Exercise details >> Starting with the line that holds "For every instance of the bare branch", repeat each line through the last one below, exactly. Pictures stay out.

◆ ◆ ◆ ◆

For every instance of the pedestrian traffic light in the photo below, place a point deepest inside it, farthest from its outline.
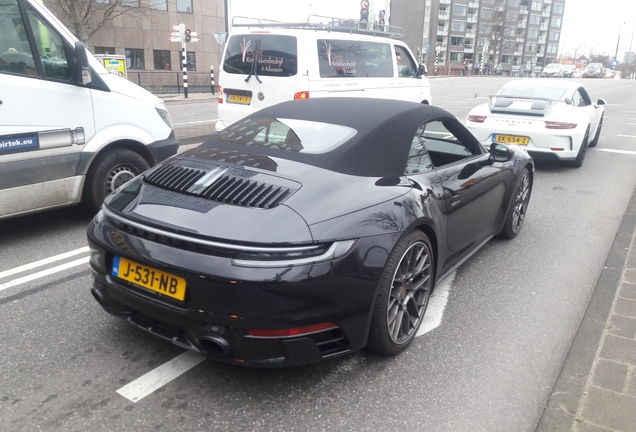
(364, 11)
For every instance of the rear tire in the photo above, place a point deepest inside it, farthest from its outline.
(110, 170)
(518, 207)
(405, 289)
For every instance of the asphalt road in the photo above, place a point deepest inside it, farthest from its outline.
(511, 313)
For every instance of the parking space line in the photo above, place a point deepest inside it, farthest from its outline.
(617, 151)
(42, 262)
(43, 273)
(436, 305)
(157, 378)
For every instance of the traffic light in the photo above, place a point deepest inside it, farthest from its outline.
(364, 11)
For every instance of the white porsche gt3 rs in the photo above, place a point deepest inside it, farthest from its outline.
(551, 119)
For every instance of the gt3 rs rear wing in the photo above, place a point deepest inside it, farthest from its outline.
(524, 105)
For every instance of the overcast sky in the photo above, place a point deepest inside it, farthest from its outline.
(590, 25)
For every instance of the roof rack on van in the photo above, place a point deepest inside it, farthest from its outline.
(319, 22)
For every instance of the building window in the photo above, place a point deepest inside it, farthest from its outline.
(162, 59)
(159, 4)
(184, 6)
(134, 58)
(104, 50)
(459, 10)
(459, 26)
(192, 60)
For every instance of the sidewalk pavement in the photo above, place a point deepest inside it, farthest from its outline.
(596, 389)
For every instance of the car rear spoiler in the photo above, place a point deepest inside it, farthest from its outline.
(501, 104)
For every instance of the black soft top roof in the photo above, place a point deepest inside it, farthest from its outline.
(385, 130)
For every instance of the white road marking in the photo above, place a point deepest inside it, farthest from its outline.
(436, 306)
(196, 122)
(157, 378)
(618, 151)
(43, 273)
(42, 262)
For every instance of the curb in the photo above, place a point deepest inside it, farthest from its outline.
(559, 412)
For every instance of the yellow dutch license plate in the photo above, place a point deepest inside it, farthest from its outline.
(150, 278)
(511, 139)
(243, 100)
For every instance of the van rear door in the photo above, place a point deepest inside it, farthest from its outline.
(45, 118)
(259, 70)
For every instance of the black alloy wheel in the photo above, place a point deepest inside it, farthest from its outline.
(598, 134)
(405, 289)
(580, 157)
(518, 207)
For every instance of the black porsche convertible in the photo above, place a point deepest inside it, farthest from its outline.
(311, 229)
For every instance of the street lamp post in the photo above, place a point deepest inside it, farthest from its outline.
(619, 41)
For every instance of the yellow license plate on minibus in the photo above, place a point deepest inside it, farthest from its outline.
(510, 139)
(150, 278)
(243, 100)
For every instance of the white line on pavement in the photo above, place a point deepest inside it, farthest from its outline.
(43, 273)
(200, 121)
(42, 262)
(436, 305)
(618, 151)
(157, 378)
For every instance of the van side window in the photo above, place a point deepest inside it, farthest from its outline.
(405, 64)
(50, 48)
(15, 53)
(343, 58)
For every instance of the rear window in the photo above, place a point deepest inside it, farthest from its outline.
(262, 54)
(291, 135)
(534, 91)
(342, 58)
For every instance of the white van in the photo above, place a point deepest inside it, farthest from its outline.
(265, 63)
(69, 130)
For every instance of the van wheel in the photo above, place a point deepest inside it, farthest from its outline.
(110, 170)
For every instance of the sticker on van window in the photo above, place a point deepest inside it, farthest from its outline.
(18, 143)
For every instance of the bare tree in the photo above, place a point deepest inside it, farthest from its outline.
(498, 27)
(85, 17)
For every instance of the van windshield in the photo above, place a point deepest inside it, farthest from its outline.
(275, 55)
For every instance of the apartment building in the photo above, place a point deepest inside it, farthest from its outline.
(521, 35)
(142, 36)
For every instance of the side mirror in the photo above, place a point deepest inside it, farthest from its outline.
(500, 153)
(82, 68)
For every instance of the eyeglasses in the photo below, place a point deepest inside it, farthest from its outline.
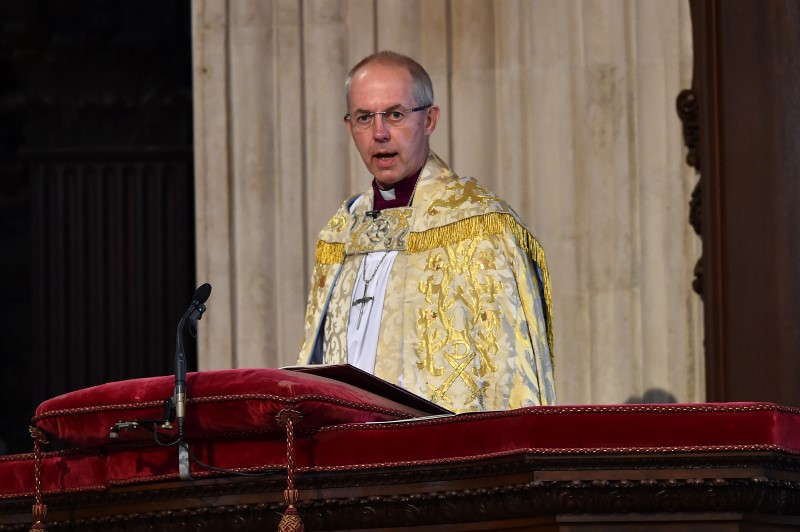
(363, 121)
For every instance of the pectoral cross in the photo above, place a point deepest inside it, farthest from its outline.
(363, 300)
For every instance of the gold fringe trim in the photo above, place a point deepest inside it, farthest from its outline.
(328, 253)
(494, 223)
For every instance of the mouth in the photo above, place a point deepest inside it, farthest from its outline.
(385, 159)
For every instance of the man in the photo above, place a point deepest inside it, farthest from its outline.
(427, 280)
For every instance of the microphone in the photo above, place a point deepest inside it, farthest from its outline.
(192, 314)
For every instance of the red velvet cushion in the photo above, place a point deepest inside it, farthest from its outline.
(231, 402)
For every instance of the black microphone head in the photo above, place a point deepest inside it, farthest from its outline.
(202, 293)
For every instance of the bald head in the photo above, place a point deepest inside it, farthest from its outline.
(422, 87)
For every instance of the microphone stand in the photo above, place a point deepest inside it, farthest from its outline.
(192, 315)
(176, 405)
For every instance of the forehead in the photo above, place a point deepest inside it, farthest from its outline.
(377, 86)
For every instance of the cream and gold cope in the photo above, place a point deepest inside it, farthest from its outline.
(467, 321)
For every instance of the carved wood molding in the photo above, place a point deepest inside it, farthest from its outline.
(528, 487)
(689, 114)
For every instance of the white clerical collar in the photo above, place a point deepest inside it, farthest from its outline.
(387, 195)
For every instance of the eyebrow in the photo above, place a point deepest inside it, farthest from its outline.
(394, 107)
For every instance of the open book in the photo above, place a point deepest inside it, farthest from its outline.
(361, 379)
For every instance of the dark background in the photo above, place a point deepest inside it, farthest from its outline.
(96, 197)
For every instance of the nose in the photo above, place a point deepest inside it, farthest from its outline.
(379, 129)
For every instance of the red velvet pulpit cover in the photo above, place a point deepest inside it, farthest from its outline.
(231, 424)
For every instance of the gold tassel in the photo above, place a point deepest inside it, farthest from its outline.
(494, 223)
(290, 522)
(39, 509)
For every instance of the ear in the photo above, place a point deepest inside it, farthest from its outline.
(431, 119)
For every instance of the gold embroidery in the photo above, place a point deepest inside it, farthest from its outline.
(337, 223)
(459, 326)
(471, 191)
(328, 253)
(494, 223)
(387, 232)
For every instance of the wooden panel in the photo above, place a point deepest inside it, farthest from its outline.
(113, 264)
(747, 84)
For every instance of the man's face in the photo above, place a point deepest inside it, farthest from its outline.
(390, 153)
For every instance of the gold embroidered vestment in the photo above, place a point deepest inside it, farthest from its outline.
(466, 320)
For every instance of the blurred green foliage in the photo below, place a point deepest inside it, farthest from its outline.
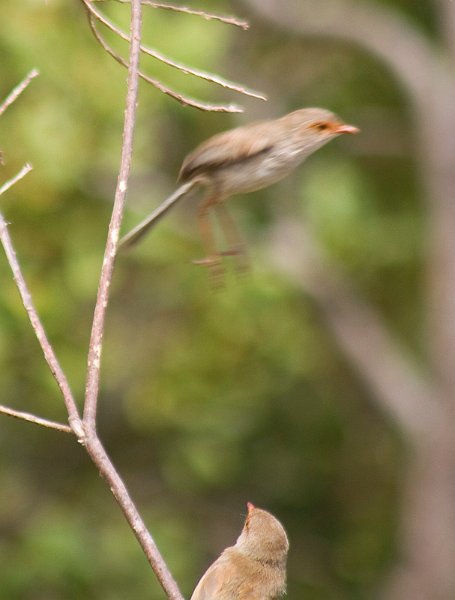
(208, 399)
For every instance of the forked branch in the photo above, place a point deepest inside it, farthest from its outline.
(96, 17)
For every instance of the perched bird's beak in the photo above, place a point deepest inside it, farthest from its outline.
(343, 128)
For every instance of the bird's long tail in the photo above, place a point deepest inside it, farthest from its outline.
(138, 232)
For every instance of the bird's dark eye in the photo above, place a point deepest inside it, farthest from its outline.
(321, 126)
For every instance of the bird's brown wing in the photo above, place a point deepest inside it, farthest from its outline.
(227, 148)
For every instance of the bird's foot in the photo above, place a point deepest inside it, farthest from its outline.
(239, 252)
(215, 265)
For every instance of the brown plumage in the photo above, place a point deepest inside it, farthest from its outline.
(254, 568)
(243, 160)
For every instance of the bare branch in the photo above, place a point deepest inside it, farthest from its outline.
(38, 328)
(199, 13)
(91, 441)
(227, 20)
(17, 91)
(185, 100)
(22, 173)
(96, 339)
(172, 63)
(402, 391)
(18, 414)
(120, 492)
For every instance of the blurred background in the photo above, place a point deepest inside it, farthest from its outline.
(319, 386)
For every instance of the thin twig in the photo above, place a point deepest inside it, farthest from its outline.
(116, 485)
(172, 63)
(38, 328)
(17, 91)
(22, 173)
(227, 20)
(18, 414)
(185, 100)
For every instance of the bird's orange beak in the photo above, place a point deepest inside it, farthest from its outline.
(344, 128)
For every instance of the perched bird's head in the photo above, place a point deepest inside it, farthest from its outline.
(316, 126)
(263, 537)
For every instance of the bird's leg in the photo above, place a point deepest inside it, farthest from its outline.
(237, 246)
(212, 259)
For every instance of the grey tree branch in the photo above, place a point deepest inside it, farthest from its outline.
(91, 441)
(183, 99)
(101, 18)
(25, 416)
(38, 328)
(14, 94)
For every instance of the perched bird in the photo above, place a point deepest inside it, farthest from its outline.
(254, 568)
(242, 160)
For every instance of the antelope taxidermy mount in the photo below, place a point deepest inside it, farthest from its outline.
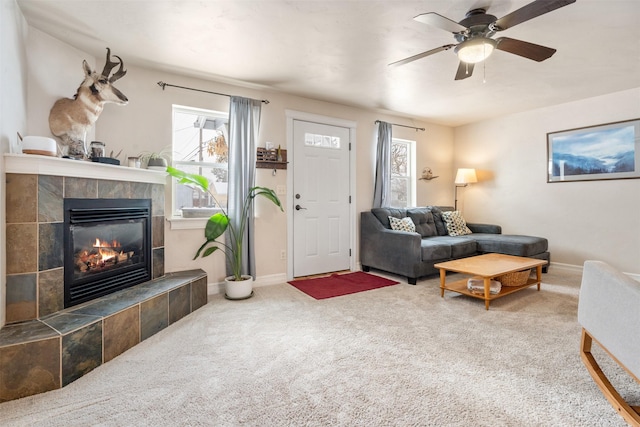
(70, 119)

◆ ◆ ◆ ◆

Answer below >>
For every instance of the bare branch in the photo above, place a point deepest inside it, farthest from its outline.
(38, 328)
(199, 13)
(91, 441)
(227, 20)
(17, 91)
(185, 100)
(22, 173)
(96, 339)
(172, 63)
(402, 391)
(18, 414)
(120, 492)
For every instance of the blurred background in the photo above, place a point deepest inside it, farthest from its outline.
(319, 386)
For every instance of the thin twig in the photo above, place a point deepest inside it, farthest from its outline.
(116, 485)
(172, 63)
(38, 328)
(17, 91)
(22, 173)
(227, 20)
(18, 414)
(185, 100)
For every instance of the bird's orange beak in the photo above, place a point deepest inside it, farthest from its outline.
(344, 128)
For every instance of the perched bird's head in the photo above, place a point deepest inside it, farthest from its outline.
(316, 126)
(263, 537)
For every instance of the bird's leg in the photo above, place a point deepest inside it, farthest from its outline.
(237, 246)
(212, 259)
For every instance of the grey tree branch in the photo above, place a point deepest inside it, farthest from its outline.
(91, 441)
(183, 99)
(101, 18)
(25, 416)
(38, 328)
(14, 94)
For every instance of the perched bird in the photo above, place a point deepest inside it, farthest from its outline.
(254, 568)
(242, 160)
For every instance of the antelope taxidermy mount in the photo below, place a point deepest inside it, farthest from its outline.
(70, 119)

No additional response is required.